● Written exercise
Rewrite only the lines below, from the line containing "Your task is to find woman's left" through the end of the lines, keeping the requests and shifting every number in the bounding box coordinates up by 36.

— START OF Given data —

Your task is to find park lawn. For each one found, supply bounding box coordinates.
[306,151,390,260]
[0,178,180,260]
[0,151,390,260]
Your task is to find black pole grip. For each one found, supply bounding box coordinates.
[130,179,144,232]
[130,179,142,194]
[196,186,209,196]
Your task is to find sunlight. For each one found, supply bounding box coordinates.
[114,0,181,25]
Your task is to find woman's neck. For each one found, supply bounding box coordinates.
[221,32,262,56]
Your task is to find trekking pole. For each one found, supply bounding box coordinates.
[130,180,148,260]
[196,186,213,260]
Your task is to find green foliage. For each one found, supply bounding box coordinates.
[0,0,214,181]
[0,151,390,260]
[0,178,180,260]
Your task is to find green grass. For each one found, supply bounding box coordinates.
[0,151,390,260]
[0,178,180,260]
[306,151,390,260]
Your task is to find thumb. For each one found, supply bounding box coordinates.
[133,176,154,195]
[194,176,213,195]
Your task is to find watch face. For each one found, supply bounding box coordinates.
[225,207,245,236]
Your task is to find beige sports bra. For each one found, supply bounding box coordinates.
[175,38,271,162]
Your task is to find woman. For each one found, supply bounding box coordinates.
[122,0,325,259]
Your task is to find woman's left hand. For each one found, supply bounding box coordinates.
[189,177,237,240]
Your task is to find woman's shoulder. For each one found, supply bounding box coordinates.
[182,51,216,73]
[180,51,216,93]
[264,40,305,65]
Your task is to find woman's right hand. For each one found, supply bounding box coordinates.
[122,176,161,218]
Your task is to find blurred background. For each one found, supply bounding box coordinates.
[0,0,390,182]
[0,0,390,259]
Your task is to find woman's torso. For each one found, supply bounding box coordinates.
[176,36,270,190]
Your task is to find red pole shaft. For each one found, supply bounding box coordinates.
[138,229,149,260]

— END OF Given data —

● Exercise output
Your task is to find woman's left hand. For each one found, supply bounding box coordinates.
[225,213,273,276]
Your task is to find woman's shoulder. For each one found, supply bounding box coordinates.
[218,87,252,109]
[216,87,252,129]
[300,76,341,101]
Your task is to find woman's right hand. For each one found, supply bounding box coordinates.
[158,212,197,254]
Your task is to find blurred background. For each one found, supply bounding box coordinates.
[36,36,426,218]
[36,36,426,295]
Your task is to find woman's torso. For each one found, supply bounding box coordinates.
[212,72,306,226]
Your task is to find red pole shaft. For each one found, supply bounding box coordinates.
[174,265,185,296]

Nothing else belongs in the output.